Women in the Travel Industry Are Bearing the Brunt of the Pandemic’s Economic Hardships

Finding a new job—if she is able to—wouldn’t spell the end of financial woes: Displaced older workers typically see a 35 percent decline in wages, according to Teresa Ghilarducci, an economics professor at the New School.

It’s that sort of decline that leads to a worker’s financial security getting knocked off course, and not just in the near-term. “When they reach retirement age, they probably only have their social security benefit to live off of,” Glynn says. “And now all of those are lower because you’ve had this extended spell of unemployment due to the pandemic. It makes me so scared for what we’re going to see.”

Before COVID-19, retirement was imminent for Sonja Flowers, a 62-year-old server who has worked at Disney’s Grand Floridian for 27 years. But after being laid off in March 2020, she now has to delay it. Thanks to her local chapter of the Unite Here union, which represents a vast array of hospitality and travel industry workers across the country, she has secured the right to return to the role once the restaurant reopens. But while Flowers acknowledges her luck, job security with no prospect of retirement only takes away half of her worries. “I mean, $100 difference in your social security is a lot when you’re on a budget and that’s your income,” says Flowers. “I’m probably going to have work until I’m 70 years old to be able to live comfortably—not in luxury but in comfort. Working another eight years was not in my plan.”

Others are left guessing if their jobs will ever come back. “In our hotel it’s like a rollercoaster,” says Nely Reinante, a housekeeper at a hotel in Hawaii. “Only the highest seniority has the chance of going back to work.” Instead of hiring back more workers as business returns, the hotel is hiring back fewer—and asking them to work overtime. “We can’t understand why they’re offering overtime to the highest seniority working since there’s hundreds of us who are still unemployed,” says Reinante.

A major concern for housekeepers is the looming possibility that hotels’ COVID-19 policies, which eliminate daily room cleanings to limit potential virus exposures, could become permanent or transform into a model in which guests “opt in” to certain housekeeping services.

EXERCISE 1: Retype the passage of the travel industry article starting at "Others are left" and ending at "certain housekeeping services.".
EXERCISE 2: In the travel industry article, for how many years has Sonja Flowers worked as a server at Disney's Grand Floridian?
None of the records is needed for this work.

ENTRIES SUPPLIED:
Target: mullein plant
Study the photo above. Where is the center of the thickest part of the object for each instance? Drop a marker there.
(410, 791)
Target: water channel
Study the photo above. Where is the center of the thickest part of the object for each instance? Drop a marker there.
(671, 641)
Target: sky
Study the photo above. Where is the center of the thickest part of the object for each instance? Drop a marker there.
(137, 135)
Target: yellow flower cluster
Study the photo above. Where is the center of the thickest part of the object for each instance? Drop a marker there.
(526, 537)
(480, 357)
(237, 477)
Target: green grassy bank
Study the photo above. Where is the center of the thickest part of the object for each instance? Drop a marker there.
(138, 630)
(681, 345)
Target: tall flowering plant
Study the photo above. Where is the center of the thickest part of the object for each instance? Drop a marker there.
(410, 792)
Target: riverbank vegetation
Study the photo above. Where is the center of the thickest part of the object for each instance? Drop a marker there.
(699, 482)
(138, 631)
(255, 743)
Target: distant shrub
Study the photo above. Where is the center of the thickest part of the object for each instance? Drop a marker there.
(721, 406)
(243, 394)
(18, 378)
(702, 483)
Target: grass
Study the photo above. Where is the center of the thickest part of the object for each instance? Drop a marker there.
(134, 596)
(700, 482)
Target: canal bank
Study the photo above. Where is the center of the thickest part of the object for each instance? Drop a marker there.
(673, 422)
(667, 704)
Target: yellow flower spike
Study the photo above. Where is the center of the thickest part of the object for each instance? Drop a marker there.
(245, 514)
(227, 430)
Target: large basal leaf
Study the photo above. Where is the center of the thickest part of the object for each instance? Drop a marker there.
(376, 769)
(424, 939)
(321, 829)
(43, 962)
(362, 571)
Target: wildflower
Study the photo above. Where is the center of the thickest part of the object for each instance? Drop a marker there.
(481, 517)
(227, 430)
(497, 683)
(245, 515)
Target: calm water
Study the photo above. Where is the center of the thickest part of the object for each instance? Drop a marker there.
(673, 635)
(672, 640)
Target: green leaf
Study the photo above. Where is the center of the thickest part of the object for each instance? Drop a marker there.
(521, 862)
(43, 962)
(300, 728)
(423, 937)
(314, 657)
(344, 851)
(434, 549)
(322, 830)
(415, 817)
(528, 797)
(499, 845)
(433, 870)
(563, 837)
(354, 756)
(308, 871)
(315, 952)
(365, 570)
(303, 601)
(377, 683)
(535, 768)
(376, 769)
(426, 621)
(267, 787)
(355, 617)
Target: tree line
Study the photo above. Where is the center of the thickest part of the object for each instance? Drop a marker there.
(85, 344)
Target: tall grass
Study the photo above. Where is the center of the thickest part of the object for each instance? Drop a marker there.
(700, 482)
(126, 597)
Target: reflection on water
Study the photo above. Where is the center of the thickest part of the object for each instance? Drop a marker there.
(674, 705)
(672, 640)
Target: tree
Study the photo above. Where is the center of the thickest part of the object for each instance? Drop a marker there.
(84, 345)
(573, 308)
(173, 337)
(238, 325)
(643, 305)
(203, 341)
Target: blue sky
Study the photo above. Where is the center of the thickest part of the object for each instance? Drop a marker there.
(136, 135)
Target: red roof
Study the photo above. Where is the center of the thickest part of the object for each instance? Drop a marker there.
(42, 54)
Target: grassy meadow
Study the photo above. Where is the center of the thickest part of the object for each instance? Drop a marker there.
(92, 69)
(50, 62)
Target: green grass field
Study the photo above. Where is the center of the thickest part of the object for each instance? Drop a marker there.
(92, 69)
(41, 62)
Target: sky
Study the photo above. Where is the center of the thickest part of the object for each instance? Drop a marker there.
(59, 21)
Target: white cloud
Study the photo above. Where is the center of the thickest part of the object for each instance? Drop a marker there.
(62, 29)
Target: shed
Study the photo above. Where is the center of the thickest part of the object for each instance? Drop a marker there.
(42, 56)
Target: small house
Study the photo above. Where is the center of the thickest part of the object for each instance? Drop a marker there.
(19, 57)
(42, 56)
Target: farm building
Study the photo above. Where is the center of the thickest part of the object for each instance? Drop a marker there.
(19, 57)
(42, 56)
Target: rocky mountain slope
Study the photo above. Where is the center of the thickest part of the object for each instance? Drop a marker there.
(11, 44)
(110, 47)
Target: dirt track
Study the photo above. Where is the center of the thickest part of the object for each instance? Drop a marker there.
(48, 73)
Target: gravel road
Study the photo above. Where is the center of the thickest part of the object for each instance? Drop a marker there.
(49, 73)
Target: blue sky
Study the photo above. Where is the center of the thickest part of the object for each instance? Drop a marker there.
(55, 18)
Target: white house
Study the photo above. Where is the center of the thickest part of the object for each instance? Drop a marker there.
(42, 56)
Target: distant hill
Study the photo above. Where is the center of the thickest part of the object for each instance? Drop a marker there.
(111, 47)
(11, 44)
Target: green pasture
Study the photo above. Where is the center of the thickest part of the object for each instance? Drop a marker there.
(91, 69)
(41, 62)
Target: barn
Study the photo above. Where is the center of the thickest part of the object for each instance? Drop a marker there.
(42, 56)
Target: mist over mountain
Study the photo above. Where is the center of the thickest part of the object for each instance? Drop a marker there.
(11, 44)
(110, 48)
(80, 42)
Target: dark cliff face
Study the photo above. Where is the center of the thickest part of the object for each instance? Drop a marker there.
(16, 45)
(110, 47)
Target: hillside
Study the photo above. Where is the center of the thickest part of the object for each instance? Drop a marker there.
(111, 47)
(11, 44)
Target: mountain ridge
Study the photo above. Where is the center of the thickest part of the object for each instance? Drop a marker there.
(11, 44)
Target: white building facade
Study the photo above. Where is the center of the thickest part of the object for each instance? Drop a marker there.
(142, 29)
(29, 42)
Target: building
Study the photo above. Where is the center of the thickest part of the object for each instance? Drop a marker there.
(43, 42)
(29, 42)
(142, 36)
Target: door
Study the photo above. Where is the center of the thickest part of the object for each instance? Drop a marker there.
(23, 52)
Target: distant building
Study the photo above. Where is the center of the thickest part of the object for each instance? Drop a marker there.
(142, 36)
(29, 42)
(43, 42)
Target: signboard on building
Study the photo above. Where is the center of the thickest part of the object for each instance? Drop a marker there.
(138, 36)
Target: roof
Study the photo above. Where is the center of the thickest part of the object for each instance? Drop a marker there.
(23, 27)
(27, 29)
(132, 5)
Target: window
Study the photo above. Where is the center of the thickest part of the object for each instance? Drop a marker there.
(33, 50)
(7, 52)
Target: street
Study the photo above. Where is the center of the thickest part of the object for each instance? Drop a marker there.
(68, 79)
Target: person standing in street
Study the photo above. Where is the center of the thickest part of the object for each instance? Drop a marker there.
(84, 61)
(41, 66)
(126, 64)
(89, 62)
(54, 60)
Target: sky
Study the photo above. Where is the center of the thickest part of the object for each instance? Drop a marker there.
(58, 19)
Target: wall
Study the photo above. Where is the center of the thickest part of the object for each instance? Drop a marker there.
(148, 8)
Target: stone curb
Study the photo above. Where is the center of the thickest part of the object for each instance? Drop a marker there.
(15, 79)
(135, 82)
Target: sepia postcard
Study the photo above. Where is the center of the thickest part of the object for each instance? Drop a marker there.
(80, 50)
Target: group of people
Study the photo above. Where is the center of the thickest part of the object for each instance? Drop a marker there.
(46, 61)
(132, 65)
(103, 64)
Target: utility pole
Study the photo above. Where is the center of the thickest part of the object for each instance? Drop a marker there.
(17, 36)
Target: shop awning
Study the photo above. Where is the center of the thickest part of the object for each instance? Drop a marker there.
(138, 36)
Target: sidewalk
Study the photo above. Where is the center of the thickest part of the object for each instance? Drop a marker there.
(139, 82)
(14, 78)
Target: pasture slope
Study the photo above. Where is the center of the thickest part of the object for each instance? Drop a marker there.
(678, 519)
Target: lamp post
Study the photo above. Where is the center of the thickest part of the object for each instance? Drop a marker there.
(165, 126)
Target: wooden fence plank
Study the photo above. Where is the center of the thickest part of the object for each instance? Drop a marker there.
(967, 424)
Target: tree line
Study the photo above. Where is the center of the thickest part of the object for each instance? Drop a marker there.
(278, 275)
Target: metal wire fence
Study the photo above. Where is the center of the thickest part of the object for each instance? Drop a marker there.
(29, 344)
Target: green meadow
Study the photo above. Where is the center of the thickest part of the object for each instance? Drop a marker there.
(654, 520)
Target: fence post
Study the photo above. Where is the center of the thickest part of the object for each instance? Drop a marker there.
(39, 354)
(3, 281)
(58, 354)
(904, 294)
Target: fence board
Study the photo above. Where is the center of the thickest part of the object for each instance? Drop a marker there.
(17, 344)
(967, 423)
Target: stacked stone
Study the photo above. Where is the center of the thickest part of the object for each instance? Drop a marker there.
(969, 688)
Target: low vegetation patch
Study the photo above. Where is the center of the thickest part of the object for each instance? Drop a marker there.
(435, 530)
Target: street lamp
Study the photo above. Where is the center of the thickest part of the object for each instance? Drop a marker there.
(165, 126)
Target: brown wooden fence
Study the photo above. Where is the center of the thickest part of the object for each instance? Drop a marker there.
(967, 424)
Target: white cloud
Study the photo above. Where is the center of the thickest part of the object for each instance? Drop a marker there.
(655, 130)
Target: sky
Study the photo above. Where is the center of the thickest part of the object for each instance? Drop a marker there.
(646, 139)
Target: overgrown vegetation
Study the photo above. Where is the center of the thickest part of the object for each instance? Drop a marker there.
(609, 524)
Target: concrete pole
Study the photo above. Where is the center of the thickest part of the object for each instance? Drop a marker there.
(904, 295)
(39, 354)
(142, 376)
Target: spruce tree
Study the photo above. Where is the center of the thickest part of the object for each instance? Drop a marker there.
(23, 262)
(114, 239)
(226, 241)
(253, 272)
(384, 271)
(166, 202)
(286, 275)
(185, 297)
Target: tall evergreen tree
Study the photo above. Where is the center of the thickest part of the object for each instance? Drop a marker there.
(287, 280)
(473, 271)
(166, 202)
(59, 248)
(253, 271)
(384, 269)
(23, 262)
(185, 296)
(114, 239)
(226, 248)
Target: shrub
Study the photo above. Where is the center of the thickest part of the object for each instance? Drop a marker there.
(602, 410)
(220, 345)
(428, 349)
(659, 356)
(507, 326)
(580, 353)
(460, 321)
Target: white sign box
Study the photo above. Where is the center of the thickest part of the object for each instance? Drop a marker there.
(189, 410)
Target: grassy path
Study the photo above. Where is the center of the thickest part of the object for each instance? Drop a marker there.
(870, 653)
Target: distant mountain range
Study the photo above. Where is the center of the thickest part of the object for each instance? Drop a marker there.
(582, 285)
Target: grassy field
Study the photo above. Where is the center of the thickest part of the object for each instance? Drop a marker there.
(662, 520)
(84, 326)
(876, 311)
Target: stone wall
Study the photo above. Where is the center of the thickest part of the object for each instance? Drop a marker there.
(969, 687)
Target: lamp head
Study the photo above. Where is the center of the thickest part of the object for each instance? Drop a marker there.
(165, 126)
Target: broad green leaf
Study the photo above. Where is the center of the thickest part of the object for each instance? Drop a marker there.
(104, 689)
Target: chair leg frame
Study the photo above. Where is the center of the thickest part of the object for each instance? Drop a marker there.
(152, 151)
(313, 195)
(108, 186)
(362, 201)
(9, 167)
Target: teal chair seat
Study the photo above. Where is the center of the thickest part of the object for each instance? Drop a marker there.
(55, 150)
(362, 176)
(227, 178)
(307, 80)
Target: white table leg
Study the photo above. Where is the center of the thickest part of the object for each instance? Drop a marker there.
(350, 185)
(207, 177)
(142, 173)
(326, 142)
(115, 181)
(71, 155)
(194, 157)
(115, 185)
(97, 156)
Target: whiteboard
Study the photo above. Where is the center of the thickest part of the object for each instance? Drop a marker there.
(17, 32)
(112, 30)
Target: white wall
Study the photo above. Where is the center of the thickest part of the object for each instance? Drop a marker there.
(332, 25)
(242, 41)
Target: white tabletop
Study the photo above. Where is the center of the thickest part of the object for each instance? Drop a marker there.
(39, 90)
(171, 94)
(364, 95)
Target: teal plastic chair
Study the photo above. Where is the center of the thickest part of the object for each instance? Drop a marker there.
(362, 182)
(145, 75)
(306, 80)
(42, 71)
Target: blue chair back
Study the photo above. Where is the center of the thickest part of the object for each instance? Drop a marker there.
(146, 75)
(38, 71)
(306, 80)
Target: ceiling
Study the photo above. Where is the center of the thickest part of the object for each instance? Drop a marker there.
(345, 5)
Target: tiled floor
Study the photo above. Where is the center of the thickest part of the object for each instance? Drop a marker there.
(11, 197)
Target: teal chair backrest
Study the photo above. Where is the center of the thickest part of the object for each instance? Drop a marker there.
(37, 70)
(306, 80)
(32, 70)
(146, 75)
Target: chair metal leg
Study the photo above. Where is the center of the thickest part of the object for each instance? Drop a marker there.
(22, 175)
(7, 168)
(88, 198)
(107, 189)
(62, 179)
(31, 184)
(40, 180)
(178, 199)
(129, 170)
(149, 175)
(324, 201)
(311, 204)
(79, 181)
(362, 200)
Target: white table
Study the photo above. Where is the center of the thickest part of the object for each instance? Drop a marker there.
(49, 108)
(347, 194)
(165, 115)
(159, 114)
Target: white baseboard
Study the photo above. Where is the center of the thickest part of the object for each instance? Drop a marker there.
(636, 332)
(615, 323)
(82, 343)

OUTPUT 1:
Others are left guessing if their jobs will ever come back. “In our hotel it’s like a rollercoaster,” says Nely Reinante, a housekeeper at a hotel in Hawaii. “Only the highest seniority has the chance of going back to work.” Instead of hiring back more workers as business returns, the hotel is hiring back fewer—and asking them to work overtime. “We can’t understand why they’re offering overtime to the highest seniority working since there’s hundreds of us who are still unemployed,” says Reinante.

A major concern for housekeepers is the looming possibility that hotels’ COVID-19 policies, which eliminate daily room cleanings to limit potential virus exposures, could become permanent or transform into a model in which guests “opt in” to certain housekeeping services.

OUTPUT 2: 27 years.